===== Selected extract =====

Measure 49: Will it fix or hurt land-use regulations?
Clackamas County nurseryman Jim Gilbert looks at what will happen if Measure 49 fails. And he sees disaster.
'If you look at that map,' Gilbert says, pointing to a map of Measure 37 claims for potential developments - big and small ones - peppered throughout Washington, Clackamas and Multnomah counties. 'It's like a cancer on our valley. We only have one Willamette Valley. We don't have any more than this.'
Retired Clackamas County farmers Duane and Janice Weeks look at what will happen if Measure 49 passes. And they see fundamental unfairness. And the end of their hopes to ever sell for a decent price the modest 20 acres of land where they have made a home. Twenty acres that pretty much represents their retirement fund.
Under an approved Measure 49, 'they can stall you and stall you and stall you - until you're broke or dead,' Duane Weeks says.
'Or both,' Janice adds.
Another battle is being staged in the war over Oregon's land-use system. State voters will decide in a vote-by-mail election Nov. 6 whether to approve or reject Measure 49 - which would amend the land-use reforms that state voters approved through Measure 37 three years ago.
Nov. 6 will end the battle. It decidedly will not end the war.
The basics of Measure 37, approved by 61 percent of state voters in 2004, are that if land-use regulations are imposed on a property after a landowner has purchased the property, the government must either compensate the landowner or waive the regulations if they have reduced the value of the property.
Measure 49, referred to voters almost exclusively with Democratic support in the state Legislature, pulls back some aspects of Measure 37.
It would remain relatively simple for a landowner to get approval to develop three homes on his land, and it would remain possible to build developments of up to 10 homes in areas that aren't considered high-value farmland and aren't short of groundwater.
But it would disallow any commercial or industrial development and many large subdivisions.
Individuals and industries have spent more than $6 million on the campaign for and against Measure 49 - with wineries and a couple of land conservation groups heavily on the pro-49 side and the timber industry and developers heavily on the anti-49 side.
But even those millions of dollars, buying reams and hours of strident campaign advertising, don't reveal the passion that Measure 49 - like all land-use debates - has engendered across Oregon.
That passion is best revealed through men and women like Gilbert and the Weeks.
They passionately debate land, and property, and the right of people to keep the government from taking what should be theirs. And they debate community, and haphazard development, and the possibility of losing forever some of the things that are good and distinct about Oregon.
They also debate the innards of what Measure 49 would do, and whether it amends the land-use reforms that state voters strongly approved - fixing problems with that measure - or guts those reforms.

=====

List of tasks »
[1] Decide whether each statement agrees with the Measure 49 article, answering yes or no and quoting the words that settle it: (a) Measure 37 passed with 61 percent of the state vote in 2004. (b) Measure 49 would permit commercial and industrial development. (c) The timber industry was heavily on the side supporting Measure 49.
[2] Write the next part of the Measure 49 article, picking up after its final paragraph.
The data is separate material with no connection to the Measure 49 article.

===== Supplied information =====

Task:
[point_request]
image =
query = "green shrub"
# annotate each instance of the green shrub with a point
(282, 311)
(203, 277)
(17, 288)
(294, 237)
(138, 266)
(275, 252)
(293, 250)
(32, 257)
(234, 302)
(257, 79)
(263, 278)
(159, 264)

=====

Answers by item »
[1]
(a) Yes: "approved by 61 percent of state voters in 2004"
(b) No: "it would disallow any commercial or industrial development and many large subdivisions"
(c) No: "the timber industry and developers heavily on the anti-49 side"

[2]
Dave Hunnicutt, head of the property rights group Oregonians in Action, which sponsored Measure 37 and is the lead group opposing Measure 49, has a line he delivers every chance he gets. It's about the Michigan physician imprisoned in 1999 for helping his patient commit suicide.
Measure 49 'fixes Measure 37 in the same way that Jack Kevorkian fixes his patients,' Hunnicutt says.
Hunnicutt says he doesn't argue that some changes need to be made to Measure 37; 'The issue is whether 49 actually makes changes or really just repeals the measure,' he says.
'My job during this campaign is to get people to read this thing,' says Hunnicutt, pointing to a copy of the text of Measure 49, which he often carries during debates. 'And once they read it, I don't think they'll vote for it.'
He doubts, he says, that even small landowners will get easy approval on even simple claims under Measure 49.
'The people who are promised they're going to get something under this measure … are going to be frustrated,' he says.
But supporters of Measure 49 say that Measure 37 - pitched as something that would allow small-time landowners to sell small pieces of their land to build one or two or three houses - has spawned plans for things that most voters never imagined, including: Large gravel mines in Clackamas County, sprawling housing developments in rural Washington County and huge billboards in Portland.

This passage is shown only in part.